[EXTRACTED RECORDS start]

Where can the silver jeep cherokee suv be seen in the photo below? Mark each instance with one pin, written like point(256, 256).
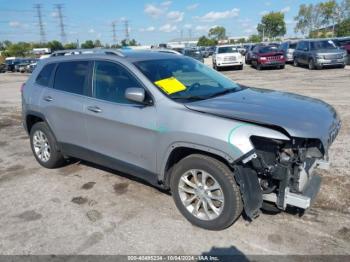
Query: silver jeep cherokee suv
point(219, 147)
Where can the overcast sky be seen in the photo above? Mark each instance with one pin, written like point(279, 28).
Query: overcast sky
point(150, 22)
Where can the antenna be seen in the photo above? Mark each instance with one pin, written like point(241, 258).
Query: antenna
point(40, 23)
point(126, 26)
point(114, 33)
point(61, 24)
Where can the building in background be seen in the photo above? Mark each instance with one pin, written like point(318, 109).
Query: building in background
point(182, 42)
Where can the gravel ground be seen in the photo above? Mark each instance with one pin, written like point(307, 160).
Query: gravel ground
point(84, 209)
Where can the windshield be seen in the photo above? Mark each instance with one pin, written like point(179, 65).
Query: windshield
point(326, 44)
point(227, 49)
point(268, 49)
point(185, 79)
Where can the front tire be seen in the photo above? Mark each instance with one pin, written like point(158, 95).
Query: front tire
point(311, 64)
point(205, 192)
point(295, 62)
point(44, 146)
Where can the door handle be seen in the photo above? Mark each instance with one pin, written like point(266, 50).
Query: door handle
point(94, 109)
point(48, 98)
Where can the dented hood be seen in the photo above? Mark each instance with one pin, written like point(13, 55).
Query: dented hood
point(299, 116)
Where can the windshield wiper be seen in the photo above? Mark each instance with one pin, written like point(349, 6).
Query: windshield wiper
point(224, 92)
point(188, 97)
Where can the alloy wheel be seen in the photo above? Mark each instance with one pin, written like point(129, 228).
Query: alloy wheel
point(201, 194)
point(41, 146)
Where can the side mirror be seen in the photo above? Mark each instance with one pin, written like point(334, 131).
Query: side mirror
point(135, 94)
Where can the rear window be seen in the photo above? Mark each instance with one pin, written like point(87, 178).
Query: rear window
point(44, 76)
point(70, 76)
point(227, 49)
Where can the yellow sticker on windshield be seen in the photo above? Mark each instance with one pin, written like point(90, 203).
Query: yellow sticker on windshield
point(170, 85)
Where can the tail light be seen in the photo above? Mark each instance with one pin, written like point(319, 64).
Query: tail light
point(22, 87)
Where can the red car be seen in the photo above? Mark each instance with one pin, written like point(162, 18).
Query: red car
point(268, 56)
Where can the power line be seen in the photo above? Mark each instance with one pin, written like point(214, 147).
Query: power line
point(40, 23)
point(126, 28)
point(63, 35)
point(114, 33)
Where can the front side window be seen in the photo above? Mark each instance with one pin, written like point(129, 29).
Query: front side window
point(227, 49)
point(325, 44)
point(71, 76)
point(185, 80)
point(268, 49)
point(44, 76)
point(110, 81)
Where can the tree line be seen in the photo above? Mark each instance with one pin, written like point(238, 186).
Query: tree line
point(24, 49)
point(324, 19)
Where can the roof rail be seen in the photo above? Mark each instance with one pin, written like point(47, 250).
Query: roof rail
point(87, 51)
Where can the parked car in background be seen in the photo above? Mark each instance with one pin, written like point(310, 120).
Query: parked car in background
point(288, 48)
point(3, 68)
point(268, 56)
point(165, 50)
point(211, 50)
point(11, 63)
point(249, 54)
point(318, 53)
point(204, 51)
point(30, 68)
point(218, 147)
point(194, 53)
point(227, 56)
point(344, 43)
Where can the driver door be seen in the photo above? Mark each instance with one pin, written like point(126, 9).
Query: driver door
point(119, 129)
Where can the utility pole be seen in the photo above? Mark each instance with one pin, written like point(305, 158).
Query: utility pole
point(114, 33)
point(190, 33)
point(126, 27)
point(61, 24)
point(40, 23)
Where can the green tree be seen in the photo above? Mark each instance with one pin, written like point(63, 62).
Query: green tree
point(205, 41)
point(70, 46)
point(98, 43)
point(330, 14)
point(272, 25)
point(308, 19)
point(88, 44)
point(343, 28)
point(217, 33)
point(55, 45)
point(254, 39)
point(18, 49)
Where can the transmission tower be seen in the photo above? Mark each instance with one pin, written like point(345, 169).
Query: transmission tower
point(38, 7)
point(126, 27)
point(114, 33)
point(59, 8)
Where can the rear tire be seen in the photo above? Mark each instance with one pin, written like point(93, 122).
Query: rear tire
point(311, 64)
point(44, 146)
point(192, 169)
point(295, 62)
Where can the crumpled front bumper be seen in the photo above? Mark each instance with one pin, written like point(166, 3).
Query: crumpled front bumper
point(302, 200)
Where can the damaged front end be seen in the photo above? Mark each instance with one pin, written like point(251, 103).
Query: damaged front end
point(280, 172)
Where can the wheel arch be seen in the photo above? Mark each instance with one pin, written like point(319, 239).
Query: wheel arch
point(180, 150)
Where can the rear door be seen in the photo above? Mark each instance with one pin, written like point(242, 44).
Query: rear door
point(117, 128)
point(63, 104)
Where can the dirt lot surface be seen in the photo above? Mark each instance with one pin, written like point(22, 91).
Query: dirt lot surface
point(82, 209)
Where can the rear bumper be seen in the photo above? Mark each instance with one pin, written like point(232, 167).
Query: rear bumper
point(328, 62)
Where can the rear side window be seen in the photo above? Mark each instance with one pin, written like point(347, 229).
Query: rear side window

[EXTRACTED RECORDS end]

> _WORK TO DO_
Substitute "Label every occurrence" for "Mark each instance" everywhere it appears in the records above, leaving everything else unchanged, and write the records out again without the pictures.

> _RESPONSE_
Where can the silver jeep cherokee suv be seen in the photo below? Label every occurrence with one pin, written like point(256, 256).
Query: silver jeep cherokee suv
point(219, 147)
Where can the overcast sky be seen in the photo above? Label every occurrence with one pin, written like point(279, 28).
Query: overcast sky
point(150, 22)
Where can the antenna be seen in the photo above? Label every occurrence with one pin, written like point(241, 258).
Query: antenna
point(40, 23)
point(126, 26)
point(114, 33)
point(61, 24)
Where can the building in background be seen in the photo above? Label every occurrence with one pin, written like point(318, 109).
Query: building in background
point(182, 42)
Where can the gravel ground be seen in the photo above? Label every occurrence with one pin, written like point(307, 160).
Query: gravel ground
point(84, 209)
Where can the windshield be seen in the photo above? Label every occurrence with one pin, written like point(179, 65).
Query: windshield
point(326, 44)
point(227, 49)
point(268, 49)
point(185, 79)
Where can the front tire be seen in the photo above? Label every occurrence with one pin, written like point(158, 95).
Query: front tire
point(311, 64)
point(205, 192)
point(295, 62)
point(44, 146)
Where can the door handle be seen in the photo above? Label every occurrence with one pin, written like point(266, 50).
Query: door handle
point(94, 109)
point(48, 98)
Where can the dented hood be seen in the photo above? Label every occurrence with one pin, written like point(13, 55).
Query: dented hood
point(299, 116)
Where can the windshield wiper be seen in the photo above? Label every occurrence with one pin, written like point(349, 6).
Query: windshield wiper
point(224, 92)
point(188, 97)
Where can the alloy wheel be seen in the photo above? Label every occurrence with one pin, written like point(129, 228).
Query: alloy wheel
point(201, 194)
point(41, 146)
Where can the side mirror be seen in the photo above? Label every occurrence with one pin, written like point(334, 131).
Query: side mirror
point(135, 94)
Where can the rear window be seen in the photo above? Label every occurrence with one pin, written like point(87, 178).
Query: rear window
point(44, 76)
point(70, 76)
point(227, 49)
Where can the yellow sticker on windshield be seen in the photo above? Label every occurrence with one pin, written like point(90, 203).
Query: yellow sticker on windshield
point(170, 85)
Where can the tail light be seen in the photo above? Label every occurrence with one pin, written like point(319, 64).
Query: tail light
point(22, 87)
Where can the red car be seen in the photo above? Label every occurrence with one pin, written like point(162, 18).
Query: red car
point(268, 56)
Where can the power line be seen in the photo above? Label every occurrence with one pin, written like point(214, 147).
Query: power line
point(40, 23)
point(126, 28)
point(63, 35)
point(114, 33)
Where can the front side window be seen in the photo above? Label every occurrence with one pin, written like point(129, 29).
Query: front side window
point(227, 49)
point(325, 44)
point(71, 76)
point(185, 80)
point(268, 49)
point(44, 76)
point(110, 81)
Where can the tree line be seen in the photo above? Label every occurrence with one pin, written like point(238, 186).
Query: tree line
point(24, 49)
point(324, 19)
Where can the roof rail be seen in the photo above? Label every occurrence with one pin, written like point(47, 250).
Query: roof rail
point(87, 51)
Where can the parked car in background be seen in the photo above? Label every occurrence with one pin, written like point(310, 120).
Query: parked car in background
point(288, 48)
point(3, 68)
point(268, 56)
point(165, 50)
point(211, 50)
point(11, 63)
point(249, 54)
point(318, 53)
point(204, 51)
point(30, 68)
point(218, 147)
point(194, 53)
point(227, 56)
point(344, 43)
Where can the driver door be seen in the photo above? Label every occurrence with one pin, written like point(126, 9).
Query: driver door
point(119, 129)
Where can the utility pole be seen in the photo above? Label every occurrence with one pin, written like point(305, 158).
Query: utility pole
point(114, 33)
point(190, 33)
point(126, 27)
point(61, 24)
point(40, 23)
Where can the green tree be seen in the photo above? Label every occurrence with one pin, written like point(63, 62).
Query: green tree
point(205, 41)
point(70, 46)
point(98, 43)
point(330, 14)
point(272, 25)
point(308, 19)
point(88, 44)
point(343, 28)
point(217, 33)
point(55, 45)
point(254, 39)
point(18, 49)
Where can the transmission tower be seen in the photo above? Label every occurrence with one pin, written like point(345, 169).
Query: transmission tower
point(38, 7)
point(126, 27)
point(114, 33)
point(59, 8)
Where can the rear tire be seen in the photo above? Label every occurrence with one pin, written like point(93, 122).
Query: rear tire
point(311, 64)
point(44, 146)
point(192, 169)
point(295, 62)
Where can the crumpled front bumper be seen in the photo above? Label every occurrence with one pin, written like point(166, 3).
Query: crumpled front bumper
point(302, 200)
Where can the damaged front end be seen in the photo above? Label every occurrence with one pin, written like point(251, 103).
Query: damaged front end
point(280, 172)
Where can the wheel arch be seen in the photo above? Label every occurrence with one pin, written like point(319, 239).
Query: wheel arch
point(180, 150)
Where can the rear door be seen in the photo above? Label every occurrence with one pin, written like point(242, 44).
Query: rear door
point(117, 128)
point(63, 104)
Where can the dirt lot surface be seen in the photo above? Label every occurrence with one pin, written like point(22, 91).
Query: dirt lot surface
point(82, 209)
Where can the rear bumper be seen in the photo above? Label every occurrence with one pin, written like point(232, 167).
Query: rear bumper
point(328, 62)
Where can the rear side window be seen in the photo above? Label every occurrence with one pin, written like point(347, 229).
Query: rear side window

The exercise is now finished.